### TASK DESCRIPTION
Could you count how many lines of the data include "below" and answer with the number only?

### STUDY MATERIAL
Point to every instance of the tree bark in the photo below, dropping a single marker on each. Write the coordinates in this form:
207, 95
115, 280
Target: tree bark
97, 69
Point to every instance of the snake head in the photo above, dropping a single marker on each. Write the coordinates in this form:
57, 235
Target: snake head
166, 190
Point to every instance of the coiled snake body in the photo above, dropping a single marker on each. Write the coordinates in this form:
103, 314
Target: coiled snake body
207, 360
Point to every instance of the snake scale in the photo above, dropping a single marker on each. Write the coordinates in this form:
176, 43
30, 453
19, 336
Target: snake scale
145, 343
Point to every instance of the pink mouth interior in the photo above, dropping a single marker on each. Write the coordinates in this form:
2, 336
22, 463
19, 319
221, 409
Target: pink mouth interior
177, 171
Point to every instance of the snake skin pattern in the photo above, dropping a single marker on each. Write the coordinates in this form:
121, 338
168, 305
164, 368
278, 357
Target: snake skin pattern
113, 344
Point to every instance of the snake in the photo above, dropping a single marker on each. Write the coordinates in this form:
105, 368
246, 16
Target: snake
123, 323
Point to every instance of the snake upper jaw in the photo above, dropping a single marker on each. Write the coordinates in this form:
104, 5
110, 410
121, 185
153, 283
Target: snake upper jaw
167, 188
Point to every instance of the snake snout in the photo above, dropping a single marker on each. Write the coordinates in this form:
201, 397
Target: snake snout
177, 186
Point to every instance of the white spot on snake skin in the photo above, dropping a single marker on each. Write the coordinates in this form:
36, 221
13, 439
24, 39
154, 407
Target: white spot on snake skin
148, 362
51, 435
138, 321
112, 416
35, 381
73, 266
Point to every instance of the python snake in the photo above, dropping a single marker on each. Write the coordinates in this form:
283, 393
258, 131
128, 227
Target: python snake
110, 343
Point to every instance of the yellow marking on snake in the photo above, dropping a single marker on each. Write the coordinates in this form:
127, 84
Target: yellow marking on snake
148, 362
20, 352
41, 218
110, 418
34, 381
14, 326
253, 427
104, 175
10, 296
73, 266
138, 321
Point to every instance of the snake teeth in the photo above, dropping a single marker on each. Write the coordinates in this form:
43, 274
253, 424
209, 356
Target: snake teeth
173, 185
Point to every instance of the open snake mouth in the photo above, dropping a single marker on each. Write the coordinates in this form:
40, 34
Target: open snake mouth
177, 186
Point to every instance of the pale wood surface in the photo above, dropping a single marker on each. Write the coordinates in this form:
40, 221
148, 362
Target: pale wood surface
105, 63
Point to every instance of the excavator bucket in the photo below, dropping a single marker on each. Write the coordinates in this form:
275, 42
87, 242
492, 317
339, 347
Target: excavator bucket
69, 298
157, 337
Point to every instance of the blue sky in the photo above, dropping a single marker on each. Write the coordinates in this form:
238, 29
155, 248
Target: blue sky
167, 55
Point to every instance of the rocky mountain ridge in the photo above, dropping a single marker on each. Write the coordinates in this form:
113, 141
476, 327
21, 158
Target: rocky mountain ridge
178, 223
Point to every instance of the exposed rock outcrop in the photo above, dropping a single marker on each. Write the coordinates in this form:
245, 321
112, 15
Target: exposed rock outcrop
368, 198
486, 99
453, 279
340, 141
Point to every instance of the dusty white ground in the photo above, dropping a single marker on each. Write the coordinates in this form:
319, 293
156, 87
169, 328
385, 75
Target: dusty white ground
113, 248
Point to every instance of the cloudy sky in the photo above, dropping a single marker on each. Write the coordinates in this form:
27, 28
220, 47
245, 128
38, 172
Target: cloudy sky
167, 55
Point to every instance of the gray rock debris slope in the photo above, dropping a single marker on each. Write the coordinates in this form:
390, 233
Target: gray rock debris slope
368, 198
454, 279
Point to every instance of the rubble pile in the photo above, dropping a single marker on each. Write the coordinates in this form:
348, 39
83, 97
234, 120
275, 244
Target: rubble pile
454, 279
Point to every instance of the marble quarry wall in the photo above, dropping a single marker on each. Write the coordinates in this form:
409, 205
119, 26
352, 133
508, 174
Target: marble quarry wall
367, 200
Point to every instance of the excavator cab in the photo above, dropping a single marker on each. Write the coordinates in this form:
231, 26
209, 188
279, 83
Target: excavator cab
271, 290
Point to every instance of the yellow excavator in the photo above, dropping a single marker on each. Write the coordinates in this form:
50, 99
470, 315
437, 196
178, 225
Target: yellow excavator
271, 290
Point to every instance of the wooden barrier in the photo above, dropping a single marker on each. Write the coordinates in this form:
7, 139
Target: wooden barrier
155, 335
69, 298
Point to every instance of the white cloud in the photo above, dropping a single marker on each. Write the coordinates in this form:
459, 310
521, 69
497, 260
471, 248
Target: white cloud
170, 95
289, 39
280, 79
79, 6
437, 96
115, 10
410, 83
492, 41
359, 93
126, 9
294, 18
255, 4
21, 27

* * *

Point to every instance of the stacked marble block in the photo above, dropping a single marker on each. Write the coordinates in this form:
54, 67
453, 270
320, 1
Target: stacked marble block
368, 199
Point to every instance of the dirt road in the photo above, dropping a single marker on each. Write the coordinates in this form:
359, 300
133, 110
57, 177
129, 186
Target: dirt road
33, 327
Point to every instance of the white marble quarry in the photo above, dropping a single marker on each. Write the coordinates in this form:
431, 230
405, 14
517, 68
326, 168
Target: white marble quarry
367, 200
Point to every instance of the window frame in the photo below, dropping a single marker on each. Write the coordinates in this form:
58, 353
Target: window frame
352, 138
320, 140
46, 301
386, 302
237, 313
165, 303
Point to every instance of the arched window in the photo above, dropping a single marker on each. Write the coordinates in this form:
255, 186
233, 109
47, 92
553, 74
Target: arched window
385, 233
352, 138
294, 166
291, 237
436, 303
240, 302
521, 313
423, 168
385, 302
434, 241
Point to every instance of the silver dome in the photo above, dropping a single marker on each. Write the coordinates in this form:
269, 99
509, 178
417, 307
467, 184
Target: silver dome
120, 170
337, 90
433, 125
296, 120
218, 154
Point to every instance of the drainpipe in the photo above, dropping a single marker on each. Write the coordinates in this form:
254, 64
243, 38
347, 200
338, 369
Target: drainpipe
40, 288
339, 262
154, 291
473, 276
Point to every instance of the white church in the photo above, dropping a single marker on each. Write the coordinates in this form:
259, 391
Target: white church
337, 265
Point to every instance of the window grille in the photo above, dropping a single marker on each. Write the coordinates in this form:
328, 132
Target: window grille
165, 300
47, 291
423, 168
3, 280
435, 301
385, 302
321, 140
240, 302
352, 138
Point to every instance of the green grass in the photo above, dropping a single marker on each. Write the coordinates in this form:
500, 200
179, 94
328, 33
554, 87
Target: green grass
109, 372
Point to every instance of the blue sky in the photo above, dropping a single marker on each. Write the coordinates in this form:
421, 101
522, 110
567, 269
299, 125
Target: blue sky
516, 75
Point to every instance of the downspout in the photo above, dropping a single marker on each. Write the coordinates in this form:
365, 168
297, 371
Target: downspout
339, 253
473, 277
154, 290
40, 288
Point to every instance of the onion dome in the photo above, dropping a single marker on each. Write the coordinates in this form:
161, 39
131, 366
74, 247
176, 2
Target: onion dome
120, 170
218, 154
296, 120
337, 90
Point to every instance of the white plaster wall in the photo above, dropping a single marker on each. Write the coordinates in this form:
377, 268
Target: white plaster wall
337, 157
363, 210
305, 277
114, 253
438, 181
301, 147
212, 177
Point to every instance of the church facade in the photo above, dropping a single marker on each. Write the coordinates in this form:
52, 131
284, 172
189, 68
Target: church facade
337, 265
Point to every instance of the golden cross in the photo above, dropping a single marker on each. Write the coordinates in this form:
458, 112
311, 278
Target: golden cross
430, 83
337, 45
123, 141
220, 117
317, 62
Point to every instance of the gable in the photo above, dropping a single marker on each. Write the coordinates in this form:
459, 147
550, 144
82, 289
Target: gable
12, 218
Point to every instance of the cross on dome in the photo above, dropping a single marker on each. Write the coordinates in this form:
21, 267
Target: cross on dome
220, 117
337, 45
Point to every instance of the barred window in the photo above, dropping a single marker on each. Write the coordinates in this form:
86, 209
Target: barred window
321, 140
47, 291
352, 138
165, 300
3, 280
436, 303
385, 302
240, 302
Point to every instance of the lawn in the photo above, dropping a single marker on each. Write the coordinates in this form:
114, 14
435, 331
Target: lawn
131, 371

### ANSWER SECTION
3